-- Start EXTRACTED ENTRIES --
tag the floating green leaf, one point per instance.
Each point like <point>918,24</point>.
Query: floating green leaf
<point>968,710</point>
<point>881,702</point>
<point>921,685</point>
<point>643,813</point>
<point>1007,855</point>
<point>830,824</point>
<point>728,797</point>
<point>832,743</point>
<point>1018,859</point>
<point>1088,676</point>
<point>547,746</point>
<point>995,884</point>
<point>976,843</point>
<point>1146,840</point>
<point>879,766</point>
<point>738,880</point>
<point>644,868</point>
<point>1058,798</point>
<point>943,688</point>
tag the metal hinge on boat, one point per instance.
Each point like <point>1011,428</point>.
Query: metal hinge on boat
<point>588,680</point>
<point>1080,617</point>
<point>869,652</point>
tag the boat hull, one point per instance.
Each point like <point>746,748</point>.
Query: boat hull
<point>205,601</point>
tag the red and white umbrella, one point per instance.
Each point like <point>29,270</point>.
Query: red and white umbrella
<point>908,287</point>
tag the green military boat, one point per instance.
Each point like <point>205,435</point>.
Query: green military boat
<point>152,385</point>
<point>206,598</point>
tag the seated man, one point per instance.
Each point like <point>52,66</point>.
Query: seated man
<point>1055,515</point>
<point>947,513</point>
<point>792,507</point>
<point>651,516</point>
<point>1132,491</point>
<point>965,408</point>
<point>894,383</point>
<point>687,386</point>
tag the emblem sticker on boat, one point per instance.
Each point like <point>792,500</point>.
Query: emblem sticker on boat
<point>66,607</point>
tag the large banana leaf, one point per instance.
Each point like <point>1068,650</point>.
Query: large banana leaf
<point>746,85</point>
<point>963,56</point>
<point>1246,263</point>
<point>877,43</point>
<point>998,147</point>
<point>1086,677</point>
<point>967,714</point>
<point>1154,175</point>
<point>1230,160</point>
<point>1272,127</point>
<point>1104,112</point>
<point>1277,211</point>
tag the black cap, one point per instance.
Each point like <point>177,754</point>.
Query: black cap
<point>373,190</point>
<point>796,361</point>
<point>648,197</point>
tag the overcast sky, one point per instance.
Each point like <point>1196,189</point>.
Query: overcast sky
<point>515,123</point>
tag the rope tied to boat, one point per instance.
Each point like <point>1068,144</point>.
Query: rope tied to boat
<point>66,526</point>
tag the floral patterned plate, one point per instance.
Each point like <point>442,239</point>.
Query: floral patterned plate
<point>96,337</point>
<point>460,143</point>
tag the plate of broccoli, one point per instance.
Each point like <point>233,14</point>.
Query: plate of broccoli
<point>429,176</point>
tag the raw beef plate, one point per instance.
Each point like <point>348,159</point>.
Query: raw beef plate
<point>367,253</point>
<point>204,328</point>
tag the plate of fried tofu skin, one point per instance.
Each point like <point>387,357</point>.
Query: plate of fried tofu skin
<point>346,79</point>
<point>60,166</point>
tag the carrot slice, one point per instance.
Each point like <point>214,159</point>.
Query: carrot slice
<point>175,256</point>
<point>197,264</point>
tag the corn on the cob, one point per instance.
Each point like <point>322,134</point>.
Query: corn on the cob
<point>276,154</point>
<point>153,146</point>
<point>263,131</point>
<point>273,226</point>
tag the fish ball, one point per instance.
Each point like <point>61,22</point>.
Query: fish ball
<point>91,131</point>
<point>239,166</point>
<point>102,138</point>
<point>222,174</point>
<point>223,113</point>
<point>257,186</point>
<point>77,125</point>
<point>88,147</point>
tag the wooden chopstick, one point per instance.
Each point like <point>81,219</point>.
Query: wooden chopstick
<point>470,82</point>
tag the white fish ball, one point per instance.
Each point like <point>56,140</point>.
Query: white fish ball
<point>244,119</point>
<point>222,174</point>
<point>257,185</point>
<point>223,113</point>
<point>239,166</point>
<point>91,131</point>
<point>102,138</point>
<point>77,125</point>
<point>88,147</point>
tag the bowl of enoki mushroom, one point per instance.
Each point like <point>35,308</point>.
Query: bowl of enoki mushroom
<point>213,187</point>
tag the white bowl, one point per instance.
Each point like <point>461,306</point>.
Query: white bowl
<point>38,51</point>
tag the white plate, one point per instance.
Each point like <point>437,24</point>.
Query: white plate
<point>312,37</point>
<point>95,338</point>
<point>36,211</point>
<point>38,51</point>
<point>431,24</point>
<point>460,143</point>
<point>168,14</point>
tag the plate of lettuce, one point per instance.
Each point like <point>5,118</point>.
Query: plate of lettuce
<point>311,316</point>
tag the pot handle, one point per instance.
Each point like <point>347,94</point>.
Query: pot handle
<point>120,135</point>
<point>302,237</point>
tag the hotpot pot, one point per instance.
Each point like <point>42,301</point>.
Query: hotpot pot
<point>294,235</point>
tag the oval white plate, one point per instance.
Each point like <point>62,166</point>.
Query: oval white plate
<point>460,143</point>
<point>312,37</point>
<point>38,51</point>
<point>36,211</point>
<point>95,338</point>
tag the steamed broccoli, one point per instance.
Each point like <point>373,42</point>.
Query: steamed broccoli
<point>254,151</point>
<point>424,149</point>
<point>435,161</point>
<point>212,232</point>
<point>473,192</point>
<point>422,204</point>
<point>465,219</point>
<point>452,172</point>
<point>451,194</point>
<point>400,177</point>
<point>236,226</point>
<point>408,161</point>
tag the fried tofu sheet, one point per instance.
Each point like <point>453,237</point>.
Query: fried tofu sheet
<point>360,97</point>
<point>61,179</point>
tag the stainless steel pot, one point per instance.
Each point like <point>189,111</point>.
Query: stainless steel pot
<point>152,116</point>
-- End EXTRACTED ENTRIES --
**TASK BRIEF**
Set down all of the records above again, word for word and line for line, changing nothing.

**ANSWER BELOW**
tag the floating green leaf, one point per instance.
Each point like <point>918,24</point>.
Query: floating green leaf
<point>968,710</point>
<point>881,702</point>
<point>921,685</point>
<point>643,813</point>
<point>1007,855</point>
<point>830,824</point>
<point>728,797</point>
<point>832,743</point>
<point>1018,859</point>
<point>1088,676</point>
<point>547,746</point>
<point>995,884</point>
<point>976,843</point>
<point>1146,840</point>
<point>879,766</point>
<point>738,880</point>
<point>644,868</point>
<point>1058,798</point>
<point>943,688</point>
tag the metal hinge on boat, one point per instance.
Each point like <point>1011,428</point>.
Query: metal hinge on boat
<point>588,680</point>
<point>1080,617</point>
<point>869,652</point>
tag the boat hull, one point per instance.
Each point like <point>746,748</point>.
Query: boat hull
<point>205,601</point>
tag the red and white umbrella, one point per instance.
Each point like <point>29,270</point>.
Query: red and white umbrella
<point>908,287</point>
tag the green military boat, one point per instance.
Each point like <point>205,435</point>.
Query: green military boat
<point>152,385</point>
<point>206,598</point>
tag the seated man, one point per instance.
Each point like <point>52,66</point>.
Query: seated man
<point>1055,515</point>
<point>947,513</point>
<point>792,507</point>
<point>651,516</point>
<point>1132,491</point>
<point>965,408</point>
<point>894,383</point>
<point>687,386</point>
tag the emblem sticker on boat, one point per instance.
Each point like <point>792,500</point>.
Query: emblem sticker on boat
<point>66,607</point>
tag the large banana leaf, one point per instance.
Each point like <point>1068,650</point>.
Query: large banana leaf
<point>746,85</point>
<point>963,56</point>
<point>1246,263</point>
<point>877,43</point>
<point>998,147</point>
<point>1086,677</point>
<point>967,714</point>
<point>1154,175</point>
<point>1230,160</point>
<point>1272,127</point>
<point>1104,112</point>
<point>1277,211</point>
tag the black cap, one point per instance.
Each point like <point>177,754</point>.
Query: black cap
<point>373,190</point>
<point>796,361</point>
<point>648,197</point>
tag the overcast sky, one point per instance.
Each point like <point>1196,189</point>.
Query: overcast sky
<point>515,123</point>
tag the rope tied to boat, one point per instance.
Each point like <point>1068,144</point>.
Query: rope tied to boat
<point>66,526</point>
tag the floral patterned plate, one point per instance.
Each point like <point>442,239</point>.
Query: floral patterned plate
<point>96,337</point>
<point>460,143</point>
tag the plate of broccoli, one point per instance.
Each point like <point>233,14</point>.
Query: plate of broccoli
<point>429,176</point>
tag the raw beef plate, one point per instance.
Each point like <point>348,159</point>.
Query: raw beef plate
<point>367,253</point>
<point>204,328</point>
tag the plate of fried tofu skin, one point per instance.
Each point like <point>387,357</point>.
Query: plate of fried tofu skin
<point>346,79</point>
<point>60,166</point>
tag the carrot slice, one point per instance.
Each point like <point>214,159</point>.
Query: carrot slice
<point>175,256</point>
<point>197,264</point>
tag the corn on the cob, one point per instance.
Each point like <point>322,134</point>.
Query: corn on the cob
<point>276,154</point>
<point>153,146</point>
<point>263,131</point>
<point>273,226</point>
tag the fish ball, one point per instance.
Each point like <point>61,22</point>.
Query: fish ball
<point>91,131</point>
<point>239,166</point>
<point>102,138</point>
<point>222,174</point>
<point>223,113</point>
<point>257,186</point>
<point>77,125</point>
<point>88,147</point>
tag the wooden chopstick, one point per instance.
Each point like <point>81,219</point>.
Query: wooden chopstick
<point>470,82</point>
tag the white fish ball, one point per instance.
Each point like <point>56,140</point>.
Query: white fish ball
<point>244,119</point>
<point>222,174</point>
<point>257,185</point>
<point>223,113</point>
<point>239,166</point>
<point>91,131</point>
<point>102,138</point>
<point>77,125</point>
<point>88,147</point>
tag the bowl of enoki mushroom, one point per instance.
Each point like <point>35,308</point>.
Query: bowl of enoki mushroom
<point>213,187</point>
tag the white bowl, one point per instance.
Each point like <point>461,306</point>.
Query: white bowl
<point>38,51</point>
tag the white plate, one point per instance.
Each point like <point>437,24</point>.
Query: white plate
<point>312,37</point>
<point>95,338</point>
<point>36,211</point>
<point>38,51</point>
<point>431,24</point>
<point>460,143</point>
<point>168,14</point>
tag the plate of lettuce, one point per instance.
Each point like <point>5,118</point>.
Query: plate of lettuce
<point>311,316</point>
tag the pot handle, one point per instance.
Each point like <point>347,94</point>.
Query: pot handle
<point>120,135</point>
<point>302,237</point>
tag the hotpot pot, one point per instance.
Each point like <point>42,301</point>.
Query: hotpot pot
<point>294,235</point>
tag the oval white plate, one point per instance.
Each point like <point>62,166</point>.
Query: oval white plate
<point>460,143</point>
<point>312,37</point>
<point>38,51</point>
<point>36,211</point>
<point>95,338</point>
tag the steamed broccoli, one point per instance.
Each point like <point>373,42</point>.
Query: steamed broccoli
<point>254,151</point>
<point>424,149</point>
<point>435,161</point>
<point>212,232</point>
<point>473,192</point>
<point>422,204</point>
<point>465,219</point>
<point>452,172</point>
<point>451,194</point>
<point>400,177</point>
<point>236,226</point>
<point>408,161</point>
tag the fried tofu sheet, one point per instance.
Each point like <point>453,237</point>.
Query: fried tofu sheet
<point>360,97</point>
<point>61,179</point>
tag the stainless steel pot, one point per instance.
Each point like <point>189,111</point>.
Query: stainless steel pot
<point>152,116</point>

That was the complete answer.